Exercise task
Please rewrite the lines below from the line with "Target: hiker in red jacket" up to and including the last line, keeping every line. Shift each x and y coordinate in the answers by -29, and leave everything else unchanged.

Material provided
********

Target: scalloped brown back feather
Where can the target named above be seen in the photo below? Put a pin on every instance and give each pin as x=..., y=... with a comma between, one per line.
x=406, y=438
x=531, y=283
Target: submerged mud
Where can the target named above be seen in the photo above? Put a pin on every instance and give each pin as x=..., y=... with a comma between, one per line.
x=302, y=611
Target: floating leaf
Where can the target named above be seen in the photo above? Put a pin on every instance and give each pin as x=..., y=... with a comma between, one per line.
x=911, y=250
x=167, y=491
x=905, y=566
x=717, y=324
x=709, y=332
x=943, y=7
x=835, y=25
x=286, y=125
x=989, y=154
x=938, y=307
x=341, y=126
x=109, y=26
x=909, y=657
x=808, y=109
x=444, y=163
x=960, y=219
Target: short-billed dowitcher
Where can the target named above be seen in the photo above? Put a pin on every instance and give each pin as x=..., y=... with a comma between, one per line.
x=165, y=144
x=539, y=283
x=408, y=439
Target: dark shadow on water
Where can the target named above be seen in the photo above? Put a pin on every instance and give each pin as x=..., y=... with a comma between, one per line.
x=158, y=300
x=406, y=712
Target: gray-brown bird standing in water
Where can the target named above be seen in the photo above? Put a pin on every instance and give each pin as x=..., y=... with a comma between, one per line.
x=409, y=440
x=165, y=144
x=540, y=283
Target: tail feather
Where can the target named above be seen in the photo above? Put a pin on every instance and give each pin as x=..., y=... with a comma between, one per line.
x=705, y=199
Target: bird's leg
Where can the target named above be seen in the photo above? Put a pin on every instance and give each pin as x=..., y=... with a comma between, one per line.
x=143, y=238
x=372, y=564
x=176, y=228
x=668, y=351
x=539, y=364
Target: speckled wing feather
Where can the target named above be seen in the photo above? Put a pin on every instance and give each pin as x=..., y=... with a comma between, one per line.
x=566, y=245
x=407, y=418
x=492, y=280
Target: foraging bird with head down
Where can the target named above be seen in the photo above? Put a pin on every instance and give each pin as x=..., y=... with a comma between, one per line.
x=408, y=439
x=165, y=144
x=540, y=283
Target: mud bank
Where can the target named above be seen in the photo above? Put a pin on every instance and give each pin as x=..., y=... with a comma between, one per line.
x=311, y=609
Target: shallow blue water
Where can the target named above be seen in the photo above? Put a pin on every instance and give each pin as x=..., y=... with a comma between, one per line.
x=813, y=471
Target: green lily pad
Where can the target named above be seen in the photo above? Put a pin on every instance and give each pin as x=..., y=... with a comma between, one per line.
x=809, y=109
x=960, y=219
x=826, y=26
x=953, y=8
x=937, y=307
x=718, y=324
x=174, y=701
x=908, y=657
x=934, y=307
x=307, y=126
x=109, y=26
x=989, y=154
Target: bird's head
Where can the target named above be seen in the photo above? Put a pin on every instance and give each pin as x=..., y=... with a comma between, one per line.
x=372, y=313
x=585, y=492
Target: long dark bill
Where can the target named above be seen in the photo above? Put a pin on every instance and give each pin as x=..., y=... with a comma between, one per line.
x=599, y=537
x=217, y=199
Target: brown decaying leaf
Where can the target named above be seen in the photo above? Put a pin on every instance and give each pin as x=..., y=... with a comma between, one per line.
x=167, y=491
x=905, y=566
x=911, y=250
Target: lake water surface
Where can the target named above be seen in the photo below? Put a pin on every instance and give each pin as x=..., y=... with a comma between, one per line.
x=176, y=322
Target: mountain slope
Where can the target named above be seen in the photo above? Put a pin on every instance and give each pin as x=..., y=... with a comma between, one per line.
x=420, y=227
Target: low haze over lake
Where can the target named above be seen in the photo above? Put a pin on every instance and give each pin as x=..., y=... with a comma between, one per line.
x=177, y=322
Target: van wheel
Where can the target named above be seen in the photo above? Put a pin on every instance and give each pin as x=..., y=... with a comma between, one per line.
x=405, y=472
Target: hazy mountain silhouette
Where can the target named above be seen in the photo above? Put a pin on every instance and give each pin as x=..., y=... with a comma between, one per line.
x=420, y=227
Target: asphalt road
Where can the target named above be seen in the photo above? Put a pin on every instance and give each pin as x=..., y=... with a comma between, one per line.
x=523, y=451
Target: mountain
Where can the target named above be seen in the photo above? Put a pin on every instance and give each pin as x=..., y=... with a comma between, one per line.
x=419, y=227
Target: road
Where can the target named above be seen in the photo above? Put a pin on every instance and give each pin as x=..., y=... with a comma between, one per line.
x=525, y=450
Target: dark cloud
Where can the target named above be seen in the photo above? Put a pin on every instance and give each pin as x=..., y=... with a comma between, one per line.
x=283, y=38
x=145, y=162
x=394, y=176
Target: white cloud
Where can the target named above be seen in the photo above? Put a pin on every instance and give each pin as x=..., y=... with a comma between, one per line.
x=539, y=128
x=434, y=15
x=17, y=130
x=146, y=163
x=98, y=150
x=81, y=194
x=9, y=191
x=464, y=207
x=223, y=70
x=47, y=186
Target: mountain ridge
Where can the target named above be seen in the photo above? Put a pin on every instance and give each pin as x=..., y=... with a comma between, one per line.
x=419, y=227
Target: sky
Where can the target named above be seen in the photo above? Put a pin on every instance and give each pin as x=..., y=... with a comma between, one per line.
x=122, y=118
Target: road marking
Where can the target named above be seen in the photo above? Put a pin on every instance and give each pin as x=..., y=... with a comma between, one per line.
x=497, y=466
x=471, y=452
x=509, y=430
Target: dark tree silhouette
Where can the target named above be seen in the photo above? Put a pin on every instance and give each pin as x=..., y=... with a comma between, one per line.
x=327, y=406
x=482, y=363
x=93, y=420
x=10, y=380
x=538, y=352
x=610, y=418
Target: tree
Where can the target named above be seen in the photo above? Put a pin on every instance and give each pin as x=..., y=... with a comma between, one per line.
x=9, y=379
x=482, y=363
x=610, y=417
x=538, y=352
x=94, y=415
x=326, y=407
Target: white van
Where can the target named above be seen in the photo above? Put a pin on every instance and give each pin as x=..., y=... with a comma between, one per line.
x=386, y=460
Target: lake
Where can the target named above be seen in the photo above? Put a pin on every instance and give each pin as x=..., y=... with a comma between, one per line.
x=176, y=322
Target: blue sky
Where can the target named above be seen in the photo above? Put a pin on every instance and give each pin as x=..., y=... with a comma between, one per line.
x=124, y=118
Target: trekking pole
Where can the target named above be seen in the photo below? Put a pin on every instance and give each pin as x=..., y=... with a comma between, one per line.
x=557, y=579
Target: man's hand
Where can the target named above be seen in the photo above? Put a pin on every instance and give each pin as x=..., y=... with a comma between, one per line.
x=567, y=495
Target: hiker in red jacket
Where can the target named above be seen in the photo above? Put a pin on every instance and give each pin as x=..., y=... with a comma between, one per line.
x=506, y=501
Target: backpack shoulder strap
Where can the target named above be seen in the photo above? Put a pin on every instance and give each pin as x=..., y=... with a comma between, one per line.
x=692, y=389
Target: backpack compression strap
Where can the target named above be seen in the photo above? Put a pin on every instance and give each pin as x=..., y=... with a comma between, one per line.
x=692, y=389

********

Response
Target: hiker in red jacket
Where can the target named above be seen in the photo above? Put a pin on every instance and give each pin as x=..., y=... with a comma between, one per line.
x=477, y=472
Target: backpack shoulder strap
Where can the target named above be seen in the photo above? Put a pin on every instance and give each pin as x=..., y=... with a comma between, one per line.
x=663, y=360
Target: backpack compression strap
Where can the target named above be seen in the photo above? Put a pin on every instance and give each pin as x=..., y=... with a comma between, one per line.
x=663, y=360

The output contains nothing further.